Goal of the exercise =
Repeat the data word for word and skip the pictures.

-=-=-

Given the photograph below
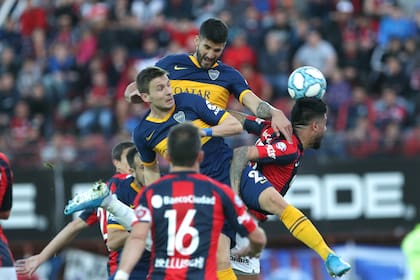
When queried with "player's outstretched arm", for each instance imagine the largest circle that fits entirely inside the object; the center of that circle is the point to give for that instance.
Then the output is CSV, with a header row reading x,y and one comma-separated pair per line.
x,y
227,127
264,110
64,237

-=-=-

Result for this exercise =
Given the photograph below
When queried with "player's outstretched arm", for each instance imagine the largest circle that fits entirely inside the object; the center of that circle is the point to give for that instance.
Then the output is CSV, with a header row reading x,y and one comma-separated pair per line.
x,y
227,127
264,110
64,237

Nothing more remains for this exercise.